─── SELECTED EXTRACT

This whole experiment would be like someone putting their IPhone or Mac on the public internet, publishing the IP, and asking regular people to hack it.

Why would any actually "serious" hacker use a vulnerability to hack a no-name's phone or mac? They are too busy trying to hack actually valuable targets.

Did the OP actually think he was going to get serious LLM exploiters to give up their jailbreaks for this "fun" experiment? Instead he got a bunch of hackernews readers to try one or two casual attempts and then he declared victory over jailbreaks?

Does the OP think this was science? That it proves LLMs cannot be jailbroken?

Think about it, if you had an actual jailbreak for Opus 4.8, why would you use it for a very public, silly experiment?

You would be selling it to the highest bidder, or to Anthropic, or using it on some high value target.

And you disabled the computer's ability to send packets to the internet because it's too expensive. And you're not even letting it process most of the packets it receives, just eyeballing them and deciding by yourself whether they would have worked.

I think the fact that it would require someone to be "serious" is evidence of something at the very least.

  • Well, all the "trivial" and obvious jailbreaks haven't worked for years on the frontier models.

    Also, the average person has no idea about the field of jailbreaking. It's like asking the average person to hack a random IP and expecting them to do it.

    If you go and do your research on actual people who research jailbreaks and publish them, they are increasingly sophisticated and multistep, and unless you know this, you would have zero chance of just randomly jailbreaking Opus 4.8.

    • This starts to sound more like ‘social engineering a human assistant’, so there’s a degree of required specialization that does meaningfully increase costs.

    • I think a lot of sentiment online is that getting a model to do things it was instructed not to do is actually quite trivial.

──────
─── PROVIDED INFORMATION

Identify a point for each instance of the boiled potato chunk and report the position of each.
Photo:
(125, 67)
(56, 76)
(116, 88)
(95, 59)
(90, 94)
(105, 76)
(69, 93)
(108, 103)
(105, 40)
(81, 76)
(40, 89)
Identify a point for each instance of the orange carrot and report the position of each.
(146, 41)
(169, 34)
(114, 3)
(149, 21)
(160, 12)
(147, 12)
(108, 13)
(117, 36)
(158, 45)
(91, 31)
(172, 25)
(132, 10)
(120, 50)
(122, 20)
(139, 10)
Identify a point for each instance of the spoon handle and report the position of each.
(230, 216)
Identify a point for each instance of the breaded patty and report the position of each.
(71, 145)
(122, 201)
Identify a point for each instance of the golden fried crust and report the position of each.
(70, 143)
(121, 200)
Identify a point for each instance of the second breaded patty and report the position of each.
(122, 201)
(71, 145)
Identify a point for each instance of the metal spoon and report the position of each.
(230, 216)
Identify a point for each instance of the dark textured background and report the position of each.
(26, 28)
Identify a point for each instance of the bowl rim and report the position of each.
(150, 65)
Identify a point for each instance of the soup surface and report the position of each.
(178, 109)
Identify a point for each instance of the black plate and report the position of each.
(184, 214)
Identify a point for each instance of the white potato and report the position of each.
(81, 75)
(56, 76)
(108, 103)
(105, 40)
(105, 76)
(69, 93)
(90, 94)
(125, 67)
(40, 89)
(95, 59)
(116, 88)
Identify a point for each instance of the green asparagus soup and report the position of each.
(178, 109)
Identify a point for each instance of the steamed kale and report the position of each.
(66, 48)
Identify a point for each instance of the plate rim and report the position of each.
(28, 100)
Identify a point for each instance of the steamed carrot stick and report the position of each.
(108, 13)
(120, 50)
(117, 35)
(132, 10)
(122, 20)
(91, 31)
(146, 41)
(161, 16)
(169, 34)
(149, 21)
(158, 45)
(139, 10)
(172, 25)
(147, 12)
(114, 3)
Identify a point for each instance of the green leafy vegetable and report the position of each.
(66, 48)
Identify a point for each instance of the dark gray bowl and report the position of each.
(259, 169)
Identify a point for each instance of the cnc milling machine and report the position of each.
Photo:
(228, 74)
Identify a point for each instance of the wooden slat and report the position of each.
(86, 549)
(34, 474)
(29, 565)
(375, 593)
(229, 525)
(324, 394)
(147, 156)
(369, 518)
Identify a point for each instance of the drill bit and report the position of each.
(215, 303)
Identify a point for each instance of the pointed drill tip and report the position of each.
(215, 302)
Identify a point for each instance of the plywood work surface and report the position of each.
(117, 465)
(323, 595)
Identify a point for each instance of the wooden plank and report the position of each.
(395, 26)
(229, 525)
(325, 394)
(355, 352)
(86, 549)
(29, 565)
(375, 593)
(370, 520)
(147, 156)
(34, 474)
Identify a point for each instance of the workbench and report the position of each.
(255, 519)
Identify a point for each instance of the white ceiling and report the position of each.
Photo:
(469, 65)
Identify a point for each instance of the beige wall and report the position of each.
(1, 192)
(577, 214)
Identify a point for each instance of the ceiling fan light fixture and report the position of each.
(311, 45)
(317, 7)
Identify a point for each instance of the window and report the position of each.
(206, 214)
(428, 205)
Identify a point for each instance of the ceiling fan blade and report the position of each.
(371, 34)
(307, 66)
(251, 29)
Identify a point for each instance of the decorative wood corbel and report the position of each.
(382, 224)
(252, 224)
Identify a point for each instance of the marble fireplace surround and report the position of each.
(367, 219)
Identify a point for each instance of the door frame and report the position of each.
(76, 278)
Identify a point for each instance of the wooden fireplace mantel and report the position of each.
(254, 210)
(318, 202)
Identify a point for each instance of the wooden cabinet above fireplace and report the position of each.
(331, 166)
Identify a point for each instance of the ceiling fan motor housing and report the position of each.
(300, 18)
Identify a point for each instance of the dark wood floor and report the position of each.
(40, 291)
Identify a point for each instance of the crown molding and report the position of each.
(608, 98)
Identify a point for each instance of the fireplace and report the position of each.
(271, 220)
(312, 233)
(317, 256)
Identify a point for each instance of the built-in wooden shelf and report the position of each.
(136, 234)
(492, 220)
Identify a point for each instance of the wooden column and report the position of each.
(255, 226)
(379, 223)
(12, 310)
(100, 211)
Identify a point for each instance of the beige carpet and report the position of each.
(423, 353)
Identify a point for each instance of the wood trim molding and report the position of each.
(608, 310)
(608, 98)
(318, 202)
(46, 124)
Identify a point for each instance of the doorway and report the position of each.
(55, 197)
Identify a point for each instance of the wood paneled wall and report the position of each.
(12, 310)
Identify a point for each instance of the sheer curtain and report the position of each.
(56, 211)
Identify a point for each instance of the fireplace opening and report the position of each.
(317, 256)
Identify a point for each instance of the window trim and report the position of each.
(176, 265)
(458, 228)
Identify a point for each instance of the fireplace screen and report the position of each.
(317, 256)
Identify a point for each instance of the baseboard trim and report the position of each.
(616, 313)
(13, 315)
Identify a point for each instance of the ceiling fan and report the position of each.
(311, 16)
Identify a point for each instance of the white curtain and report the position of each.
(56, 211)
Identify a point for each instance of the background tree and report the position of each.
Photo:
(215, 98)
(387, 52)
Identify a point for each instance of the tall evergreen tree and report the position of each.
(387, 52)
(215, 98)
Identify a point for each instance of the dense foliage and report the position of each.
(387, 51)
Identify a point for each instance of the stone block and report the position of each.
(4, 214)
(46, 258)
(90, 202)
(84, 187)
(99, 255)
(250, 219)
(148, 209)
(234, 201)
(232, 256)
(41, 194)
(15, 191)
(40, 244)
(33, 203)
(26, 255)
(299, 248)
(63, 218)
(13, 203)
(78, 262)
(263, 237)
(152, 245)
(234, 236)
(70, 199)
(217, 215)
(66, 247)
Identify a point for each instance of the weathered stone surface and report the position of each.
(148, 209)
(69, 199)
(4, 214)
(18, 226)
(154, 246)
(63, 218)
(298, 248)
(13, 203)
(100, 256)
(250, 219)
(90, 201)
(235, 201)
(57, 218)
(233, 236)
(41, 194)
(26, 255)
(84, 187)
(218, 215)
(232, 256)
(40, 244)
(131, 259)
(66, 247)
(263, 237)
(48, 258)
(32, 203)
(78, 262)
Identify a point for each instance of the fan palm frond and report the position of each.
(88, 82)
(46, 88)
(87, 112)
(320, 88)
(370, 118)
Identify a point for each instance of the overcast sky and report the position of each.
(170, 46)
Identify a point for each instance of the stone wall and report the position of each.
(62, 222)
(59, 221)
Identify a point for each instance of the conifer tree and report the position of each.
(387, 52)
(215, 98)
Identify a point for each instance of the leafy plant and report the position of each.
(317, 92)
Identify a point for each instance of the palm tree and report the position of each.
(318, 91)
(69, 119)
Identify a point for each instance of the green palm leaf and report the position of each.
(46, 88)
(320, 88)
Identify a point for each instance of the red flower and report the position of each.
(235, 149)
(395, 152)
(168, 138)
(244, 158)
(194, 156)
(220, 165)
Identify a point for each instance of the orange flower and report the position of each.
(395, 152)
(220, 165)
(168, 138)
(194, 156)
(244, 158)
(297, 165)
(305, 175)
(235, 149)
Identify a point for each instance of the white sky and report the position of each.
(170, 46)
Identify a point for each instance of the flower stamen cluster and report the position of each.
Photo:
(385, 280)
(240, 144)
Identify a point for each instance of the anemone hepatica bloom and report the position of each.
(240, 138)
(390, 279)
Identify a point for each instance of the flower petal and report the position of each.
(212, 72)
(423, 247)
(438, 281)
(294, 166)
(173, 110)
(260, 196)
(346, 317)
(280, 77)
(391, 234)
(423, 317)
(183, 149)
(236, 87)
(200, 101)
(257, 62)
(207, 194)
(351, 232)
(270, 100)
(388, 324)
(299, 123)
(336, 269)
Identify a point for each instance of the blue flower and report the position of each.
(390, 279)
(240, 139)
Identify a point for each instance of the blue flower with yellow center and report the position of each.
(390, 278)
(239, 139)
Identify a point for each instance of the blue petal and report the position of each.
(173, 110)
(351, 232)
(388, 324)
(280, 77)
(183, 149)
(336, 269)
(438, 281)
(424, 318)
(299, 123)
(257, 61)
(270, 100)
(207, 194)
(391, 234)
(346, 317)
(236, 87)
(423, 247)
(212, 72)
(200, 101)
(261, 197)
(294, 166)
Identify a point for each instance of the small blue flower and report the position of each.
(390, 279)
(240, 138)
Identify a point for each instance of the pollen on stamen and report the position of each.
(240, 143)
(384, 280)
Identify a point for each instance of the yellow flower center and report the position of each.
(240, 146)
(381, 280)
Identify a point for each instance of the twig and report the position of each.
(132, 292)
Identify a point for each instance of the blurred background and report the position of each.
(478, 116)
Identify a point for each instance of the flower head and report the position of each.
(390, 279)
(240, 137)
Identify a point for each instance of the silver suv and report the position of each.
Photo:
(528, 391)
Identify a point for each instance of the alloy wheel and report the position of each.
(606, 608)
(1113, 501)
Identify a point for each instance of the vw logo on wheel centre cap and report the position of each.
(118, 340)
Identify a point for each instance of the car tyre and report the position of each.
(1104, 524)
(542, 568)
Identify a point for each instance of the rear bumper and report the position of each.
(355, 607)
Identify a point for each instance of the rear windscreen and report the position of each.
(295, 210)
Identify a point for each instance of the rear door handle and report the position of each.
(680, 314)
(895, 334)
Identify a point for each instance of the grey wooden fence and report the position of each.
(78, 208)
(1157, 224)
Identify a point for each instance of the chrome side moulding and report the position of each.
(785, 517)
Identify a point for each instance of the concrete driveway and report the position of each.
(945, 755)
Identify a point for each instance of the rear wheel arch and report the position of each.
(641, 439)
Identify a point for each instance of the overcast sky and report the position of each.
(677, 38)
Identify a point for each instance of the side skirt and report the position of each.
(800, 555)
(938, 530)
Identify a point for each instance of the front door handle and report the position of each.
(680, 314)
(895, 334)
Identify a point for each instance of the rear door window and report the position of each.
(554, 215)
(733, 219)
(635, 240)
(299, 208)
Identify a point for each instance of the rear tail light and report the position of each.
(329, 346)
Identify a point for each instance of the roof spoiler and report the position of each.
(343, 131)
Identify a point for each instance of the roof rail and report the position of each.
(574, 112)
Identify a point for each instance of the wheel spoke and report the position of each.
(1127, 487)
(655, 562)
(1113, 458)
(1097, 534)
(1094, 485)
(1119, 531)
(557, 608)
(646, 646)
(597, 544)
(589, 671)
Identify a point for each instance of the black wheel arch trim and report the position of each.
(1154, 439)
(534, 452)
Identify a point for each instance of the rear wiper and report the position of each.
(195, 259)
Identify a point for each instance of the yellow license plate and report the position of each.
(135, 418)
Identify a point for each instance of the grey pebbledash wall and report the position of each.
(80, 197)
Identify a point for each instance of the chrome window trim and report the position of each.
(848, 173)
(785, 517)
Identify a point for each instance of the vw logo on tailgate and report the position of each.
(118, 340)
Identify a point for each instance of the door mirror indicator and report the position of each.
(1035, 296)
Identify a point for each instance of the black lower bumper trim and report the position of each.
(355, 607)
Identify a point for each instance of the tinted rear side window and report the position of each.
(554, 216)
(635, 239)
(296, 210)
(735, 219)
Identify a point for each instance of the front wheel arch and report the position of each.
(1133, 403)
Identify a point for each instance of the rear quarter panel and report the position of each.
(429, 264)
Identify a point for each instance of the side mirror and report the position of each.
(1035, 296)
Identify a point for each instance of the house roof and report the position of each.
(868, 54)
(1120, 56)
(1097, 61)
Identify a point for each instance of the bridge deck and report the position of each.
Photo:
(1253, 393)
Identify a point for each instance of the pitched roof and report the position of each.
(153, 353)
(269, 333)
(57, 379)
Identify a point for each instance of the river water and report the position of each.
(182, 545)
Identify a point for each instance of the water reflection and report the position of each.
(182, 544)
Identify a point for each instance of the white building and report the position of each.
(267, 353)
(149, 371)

──────

Quote the full comment thread on jailbreaking language models, word for word.

This whole experiment would be like someone putting their IPhone or Mac on the public internet, publishing the IP, and asking regular people to hack it.

Why would any actually "serious" hacker use a vulnerability to hack a no-name's phone or mac? They are too busy trying to hack actually valuable targets.

Did the OP actually think he was going to get serious LLM exploiters to give up their jailbreaks for this "fun" experiment? Instead he got a bunch of hackernews readers to try one or two casual attempts and then he declared victory over jailbreaks?

Does the OP think this was science? That it proves LLMs cannot be jailbroken?

Think about it, if you had an actual jailbreak for Opus 4.8, why would you use it for a very public, silly experiment?

You would be selling it to the highest bidder, or to Anthropic, or using it on some high value target.

And you disabled the computer's ability to send packets to the internet because it's too expensive. And you're not even letting it process most of the packets it receives, just eyeballing them and deciding by yourself whether they would have worked.

I think the fact that it would require someone to be "serious" is evidence of something at the very least.

  • Well, all the "trivial" and obvious jailbreaks haven't worked for years on the frontier models.

    Also, the average person has no idea about the field of jailbreaking. It's like asking the average person to hack a random IP and expecting them to do it.

    If you go and do your research on actual people who research jailbreaks and publish them, they are increasingly sophisticated and multistep, and unless you know this, you would have zero chance of just randomly jailbreaking Opus 4.8.

    • This starts to sound more like ‘social engineering a human assistant’, so there’s a degree of required specialization that does meaningfully increase costs.

    • I think a lot of sentiment online is that getting a model to do things it was instructed not to do is actually quite trivial.